» EXCERPTED RECORDS
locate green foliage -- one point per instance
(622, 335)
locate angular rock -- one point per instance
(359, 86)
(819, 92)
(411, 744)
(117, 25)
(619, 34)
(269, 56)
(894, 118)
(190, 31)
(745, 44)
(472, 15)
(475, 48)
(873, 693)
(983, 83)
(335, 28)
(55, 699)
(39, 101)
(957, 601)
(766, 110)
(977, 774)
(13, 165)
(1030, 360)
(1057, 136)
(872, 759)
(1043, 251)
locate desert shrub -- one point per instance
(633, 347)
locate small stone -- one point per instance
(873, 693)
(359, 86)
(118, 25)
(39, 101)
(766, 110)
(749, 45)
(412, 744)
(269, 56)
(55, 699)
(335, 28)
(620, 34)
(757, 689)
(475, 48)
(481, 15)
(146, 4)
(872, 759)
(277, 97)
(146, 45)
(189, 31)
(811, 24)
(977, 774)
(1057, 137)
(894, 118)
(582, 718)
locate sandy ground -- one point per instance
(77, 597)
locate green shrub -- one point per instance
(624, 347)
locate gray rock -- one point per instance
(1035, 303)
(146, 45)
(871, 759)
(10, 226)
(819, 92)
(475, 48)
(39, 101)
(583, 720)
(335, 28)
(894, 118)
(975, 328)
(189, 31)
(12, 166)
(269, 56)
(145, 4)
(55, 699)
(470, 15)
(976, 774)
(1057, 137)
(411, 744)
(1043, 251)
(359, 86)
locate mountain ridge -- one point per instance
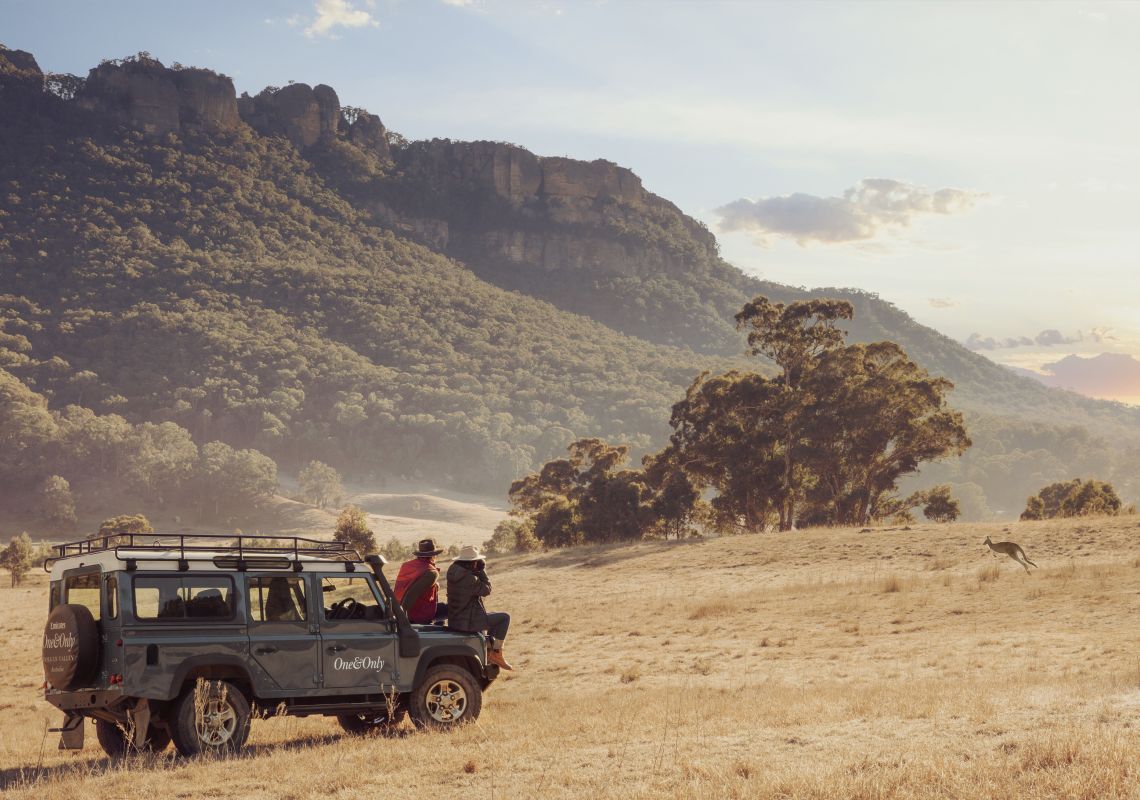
(369, 262)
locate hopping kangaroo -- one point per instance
(1012, 549)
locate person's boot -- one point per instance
(495, 655)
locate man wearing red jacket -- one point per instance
(416, 586)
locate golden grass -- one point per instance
(772, 666)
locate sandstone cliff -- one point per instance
(302, 114)
(19, 75)
(144, 94)
(498, 204)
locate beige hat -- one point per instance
(470, 553)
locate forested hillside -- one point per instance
(286, 277)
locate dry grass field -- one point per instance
(838, 663)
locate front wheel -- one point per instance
(211, 717)
(447, 696)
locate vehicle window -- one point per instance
(83, 590)
(347, 597)
(112, 586)
(184, 597)
(277, 600)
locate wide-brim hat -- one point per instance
(426, 547)
(470, 553)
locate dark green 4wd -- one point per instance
(161, 637)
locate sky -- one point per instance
(976, 164)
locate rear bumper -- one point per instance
(84, 700)
(490, 671)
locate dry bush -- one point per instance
(630, 674)
(717, 607)
(890, 584)
(988, 573)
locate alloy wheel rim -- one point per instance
(217, 723)
(447, 701)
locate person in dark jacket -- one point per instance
(466, 586)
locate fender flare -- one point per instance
(228, 667)
(432, 654)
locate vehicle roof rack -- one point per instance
(195, 546)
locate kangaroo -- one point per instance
(1012, 549)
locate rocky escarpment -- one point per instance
(498, 205)
(302, 114)
(19, 75)
(144, 94)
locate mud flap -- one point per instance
(71, 733)
(140, 721)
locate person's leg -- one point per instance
(497, 623)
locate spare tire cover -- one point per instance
(71, 646)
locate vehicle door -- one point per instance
(284, 636)
(358, 647)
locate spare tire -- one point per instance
(71, 647)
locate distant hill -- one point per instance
(286, 275)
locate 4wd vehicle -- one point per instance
(186, 637)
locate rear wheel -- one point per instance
(211, 717)
(113, 739)
(377, 720)
(447, 698)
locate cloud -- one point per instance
(1107, 375)
(333, 14)
(1045, 339)
(869, 209)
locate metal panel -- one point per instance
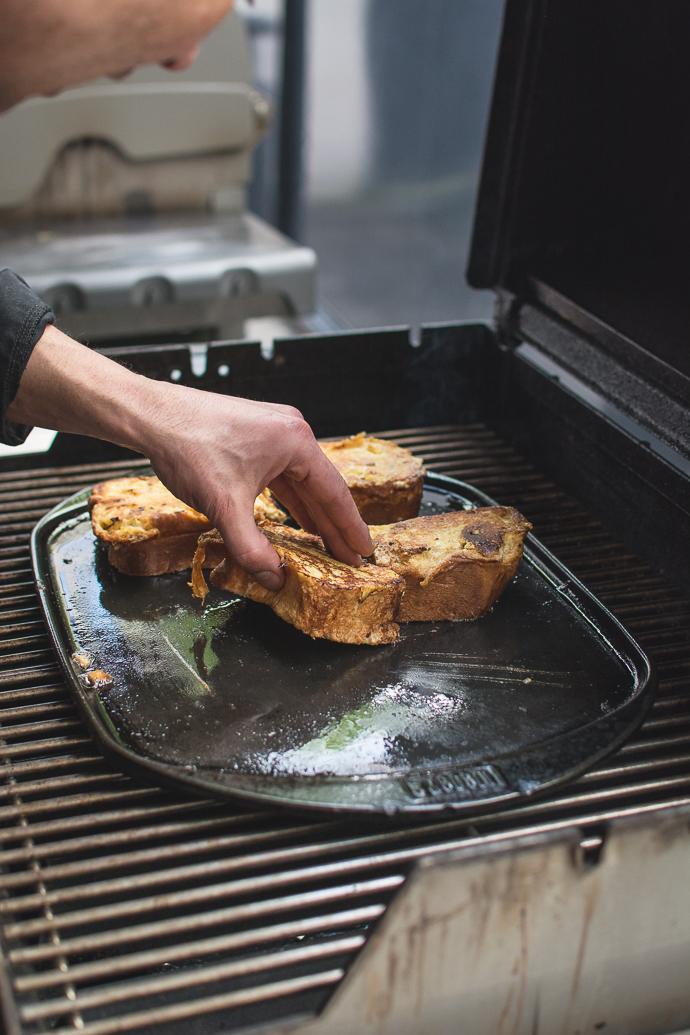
(547, 934)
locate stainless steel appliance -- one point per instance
(127, 908)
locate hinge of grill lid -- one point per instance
(630, 383)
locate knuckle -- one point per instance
(250, 558)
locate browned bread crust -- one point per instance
(149, 531)
(386, 481)
(321, 596)
(455, 565)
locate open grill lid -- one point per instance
(583, 210)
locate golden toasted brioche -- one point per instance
(321, 596)
(386, 481)
(148, 530)
(454, 565)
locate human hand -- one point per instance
(215, 452)
(218, 452)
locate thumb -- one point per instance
(249, 548)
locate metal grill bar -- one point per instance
(106, 883)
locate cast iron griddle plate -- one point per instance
(231, 700)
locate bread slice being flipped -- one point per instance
(386, 481)
(321, 596)
(454, 565)
(148, 531)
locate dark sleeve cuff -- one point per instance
(24, 317)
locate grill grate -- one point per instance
(132, 909)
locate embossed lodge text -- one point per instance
(476, 781)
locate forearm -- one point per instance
(70, 388)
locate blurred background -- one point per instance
(395, 100)
(316, 169)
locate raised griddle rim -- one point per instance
(589, 743)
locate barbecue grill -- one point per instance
(129, 908)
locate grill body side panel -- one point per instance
(537, 935)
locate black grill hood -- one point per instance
(582, 218)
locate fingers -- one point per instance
(248, 546)
(330, 504)
(334, 537)
(286, 494)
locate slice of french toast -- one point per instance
(322, 597)
(148, 531)
(386, 481)
(454, 565)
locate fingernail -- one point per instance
(269, 580)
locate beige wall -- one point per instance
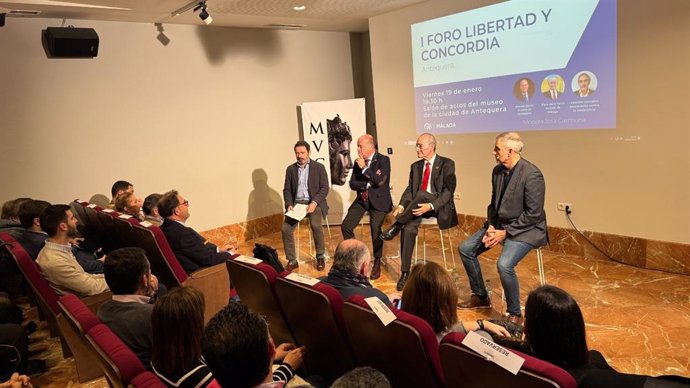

» EXERCISE
Reproduce every one of the items above word for word, but leave the pictures out.

» THE COMPLETED TASK
locate green foliage -- one point per instance
(622, 335)
locate angular rock -- one point per instance
(359, 86)
(819, 92)
(411, 744)
(117, 25)
(619, 34)
(269, 56)
(894, 118)
(190, 31)
(745, 44)
(472, 15)
(475, 48)
(873, 693)
(983, 83)
(335, 28)
(55, 699)
(39, 101)
(957, 601)
(766, 110)
(977, 774)
(13, 165)
(1030, 360)
(1057, 136)
(872, 759)
(1043, 251)
locate desert shrub -- one point per instance
(633, 347)
locate small stone -- one point per instance
(873, 693)
(359, 86)
(118, 25)
(39, 101)
(766, 110)
(749, 45)
(412, 744)
(269, 56)
(55, 699)
(335, 28)
(620, 34)
(757, 689)
(475, 48)
(481, 15)
(146, 4)
(872, 759)
(277, 97)
(146, 45)
(189, 31)
(811, 24)
(977, 774)
(1057, 137)
(894, 118)
(582, 718)
locate sandy ground -- one point per instance
(77, 597)
locate green shrub -- one point per instance
(624, 347)
locate gray rock -- one point per instance
(1035, 303)
(146, 45)
(871, 759)
(10, 226)
(819, 92)
(475, 48)
(39, 101)
(583, 720)
(335, 28)
(894, 118)
(975, 328)
(189, 31)
(12, 166)
(269, 56)
(145, 4)
(55, 699)
(470, 15)
(976, 774)
(1057, 137)
(411, 744)
(1043, 251)
(359, 86)
locate mountain ridge -- one point per instance
(369, 262)
locate hopping kangaroo -- one point per instance
(1012, 549)
locate person's boot -- one point per instance
(495, 655)
locate man wearing red jacket -- one point per instance
(416, 586)
locate golden grass -- one point per instance
(772, 666)
locate sandstone cliff -- one point per instance
(302, 114)
(19, 75)
(144, 94)
(498, 204)
locate beige hat -- one point per instance
(470, 553)
locate forested hillside -- one point per instance
(286, 277)
locate dry grass field -- one point per instance
(838, 663)
locate front wheel -- one point per instance
(211, 717)
(447, 696)
locate vehicle window -- one point per instance
(83, 590)
(347, 597)
(112, 586)
(184, 597)
(277, 600)
locate wide-brim hat -- one point per instance
(426, 547)
(470, 553)
locate dark green 4wd -- one point per instance
(161, 637)
locate sky -- one point per instance
(976, 164)
locate rear bumper -- one point per instance
(84, 700)
(490, 671)
locate dry bush -- one point per instance
(630, 674)
(717, 607)
(890, 584)
(988, 573)
locate alloy wheel rim -- one point per instance
(217, 723)
(447, 701)
locate person in dark jacket -- one point per instance
(466, 586)
locate fender flare -- one point per instance
(228, 667)
(432, 654)
locate vehicle roof rack -- one point per instance
(195, 546)
locate kangaroo -- one point per instance
(1012, 549)
locate rocky escarpment -- one point per instance
(498, 205)
(302, 114)
(19, 75)
(144, 94)
locate mud flap -- one point per instance
(71, 733)
(140, 721)
locate person's leg -- one point per instance
(497, 623)
locate spare tire cover -- one point per instance
(71, 646)
locate vehicle door -- one point per instance
(284, 636)
(358, 647)
locate spare tire -- one point per instance
(71, 647)
locate distant hill -- one point per instance
(286, 275)
locate 4wd vehicle -- one point per instance
(186, 637)
locate rear wheel -- one point per instance
(211, 717)
(113, 739)
(377, 720)
(447, 698)
locate cloud -- one point per instance
(1107, 375)
(333, 14)
(1045, 339)
(869, 209)
locate metal panel -- one point per instance
(547, 934)
locate stainless steel appliance -- one point per instance
(127, 908)
locate hinge of grill lid -- one point per instance
(630, 383)
locate knuckle -- one point per instance
(250, 558)
locate browned bread crust -- one point per instance
(149, 531)
(386, 481)
(321, 596)
(455, 565)
locate open grill lid -- one point per instance
(583, 210)
locate golden toasted brioche -- one point per instance
(321, 596)
(386, 481)
(148, 530)
(454, 565)
locate human hand -- one point per instance
(215, 452)
(218, 452)
locate thumb -- one point per instance
(249, 548)
locate metal grill bar -- one point per instance
(106, 883)
locate cast iron griddle plate -- one point per instance
(231, 700)
locate bread slice being flipped -- one point per instance
(386, 481)
(321, 596)
(454, 565)
(148, 531)
locate dark sleeve cuff -- one point per instance
(24, 317)
locate grill grate -- one point per instance
(132, 909)
locate embossed lodge text -- one point per instance
(476, 781)
locate forearm -- one point per instance
(70, 388)
locate blurred background -- one point per instance
(395, 100)
(316, 169)
locate raised griddle rim -- one point per instance
(589, 743)
locate barbecue grill -- one point per instance
(129, 908)
locate grill body side panel -- one point per instance
(537, 935)
locate black grill hood -- one point per instance
(582, 218)
locate fingers -- one point per instance
(248, 546)
(330, 504)
(334, 537)
(286, 494)
locate slice of french toast -- one point per instance
(322, 597)
(148, 531)
(386, 481)
(454, 565)
locate fingernail -- one point per instance
(269, 580)
locate beige wall -- one point per instance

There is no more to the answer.